**Questions to answer**.
A) Retype the passage about David's career, starting with "So in December" and going on through "the only hurdle.".
B) Answer these from the passage about David's career:
(i) In what city and state was the event where David first filmed the author in January 2020?
(ii) What vehicle did the author plan to buy and wrap in the spring of 2021?
(iii) What is David's title as of 2024?
C) Carry on the passage about David's career past its final sentence.

**Source document**.
* * * * * * * * *
So in December of that year (maybe early January) I wrote a now hiring Facebook post with David in mind. I wrote it REALLY REALLY detailed thinking this kid would see it and jump all over it.

But he didn’t, and I was scratching my head. So after interviewing a few people and narrowing it down to one person I decided to give David a call and ask if he saw the post.

And in fact he did see the post, but the line about moving to NKY was a deal breaker. So after some discussion we determined he could travel with me every other week and edit in Philly, thus eliminating the only hurdle.

In January 2020 he tested the waters by filming me at an event I held in Jacksonville Florida, and as they say “the rest is history.”

When the pandemic hit in March of that year we never skipped a beat. We stuck to our plan, in fact we ramped it up. We were on the road 2-3 weeks every month, hopping from one plane to another.

And then in the Spring of 2021 when I told David, Luis and Doug that I was going to buy a Mercedes Sprinter van and wrap it so we could drive all over the US to start filming the ABR Roadshow from America’s Best Restaurants.

David didn’t hesitate and jumped in feet first.

What’s even more impressive is that David not only kept doing all of his duties as my videographer, but he also become the 1st videographer for ABR, edited the first episodes and then hired the team of editors that would end up editing the first 500 episodes. David also oversaw the production and branding.

All of this from a kid who went straight from high school to the big leagues.

At one point David was in charge of a team of 10, including his mom, who became an account manager in 2022.

Now it’s 2024 and he’s our marketing director and helping us shape what will become a $100 million company by 2030.

So now that I gave you the backstory of who he is, let me tell you how I feel about him.
* * * * * * * * *
**Data extract**.
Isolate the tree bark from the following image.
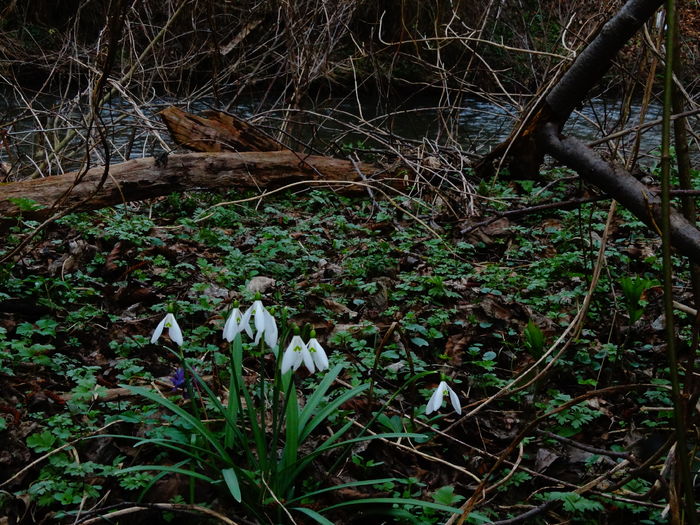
* * * * * * * * *
**Expected responses**.
A)
So in December of that year (maybe early January) I wrote a now hiring Facebook post with David in mind. I wrote it REALLY REALLY detailed thinking this kid would see it and jump all over it.

But he didn’t, and I was scratching my head. So after interviewing a few people and narrowing it down to one person I decided to give David a call and ask if he saw the post.

And in fact he did see the post, but the line about moving to NKY was a deal breaker. So after some discussion we determined he could travel with me every other week and edit in Philly, thus eliminating the only hurdle.

B)
(i) Jacksonville, Florida
(ii) A Mercedes Sprinter van
(iii) Marketing director

C)
He’s an absolute rockstar who never says no, never doubts the vision and is always ready to go at a moments notice. He’s one of the best people I’ve ever met and to have him on this journey with me means a lot.

He’s one of my WHY’S!

I’m doing what I’m doing to see him become a millionaire and look back on the many years together and smile.

Thank you David, I appreciate all that you’ve done, all that you’ll say yes to in the future and more than anything for being a great friend.

Day 26 – The Puzzle – Customers Emailing Rotting Away In Your Point Of Sale System

Take action today with the massive email list that’s sitting inside your restaurants Point Of Sale and your restaurants company email account.  

This week we are on the road visiting restaurant owners to talk about what they think they are doing right and what they are doing wrong.  Three owners in 48 hours told me they were not leveraging the emails currently sitting in their POS.  They acknowledged their fear of using it wrong and that’s whats stopping them from taking action.  In episode 589 of Restaurant Marketing Secrets I spend 15 minutes digging into the topic and dropping a few tips to make this easier.  

But I’ll say this, don’t wait!  Take action today.  You as a restaurant owner have a few levers you can pull every day to dryve sales and email marketing is one of them.  

Day 25 – The Puzzle – Traveling To Talk To You…Restaurant Owners, In Person

Day 1 is in the books of our road trip from Northern Kentucky to Las Vegas. 

We left NKY at 8am, stopped by a restaurant in Louisville Kentucky around 10am, then 2 more in St. Louis from  2pm-5pm Central time and finally a pizza joint at 9:30pm in Topeka Kansas. 

What a long and awesome day.  Talking to the owners and a few employees at these 4 restaurants was eye opening.  I heard a lot of things I already knew to be true, and also a few new twists.  The goal of this trip was to kill two birds with one stone. We had the 4th America’s Best Restaurants Roadshow van that needed to get delivered to the West Coast and I really wanted to get in front of more restaurant owners to find out what we can do better with our companies and the merger with Repeat Returns. I wanted to understand what owners need form the marketing side of things to get to their dream outcome and use that to help my team build the ultimate restaurant marketing platform that will dryve sales.